▸ **Problem to work on**
Can you copy every one of the records below line for line, keeping each character as it is but leaving out the pictures?

Annotation data for object locations:
::::::
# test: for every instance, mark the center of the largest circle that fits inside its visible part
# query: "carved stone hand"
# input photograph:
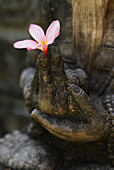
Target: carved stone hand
(60, 105)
::::::
▸ **Output for this exercise**
# test: for every instance, mark the center of the largest circle that fits inside its visible part
# query: "carved stone hand"
# input photograph:
Target: carved stone hand
(60, 105)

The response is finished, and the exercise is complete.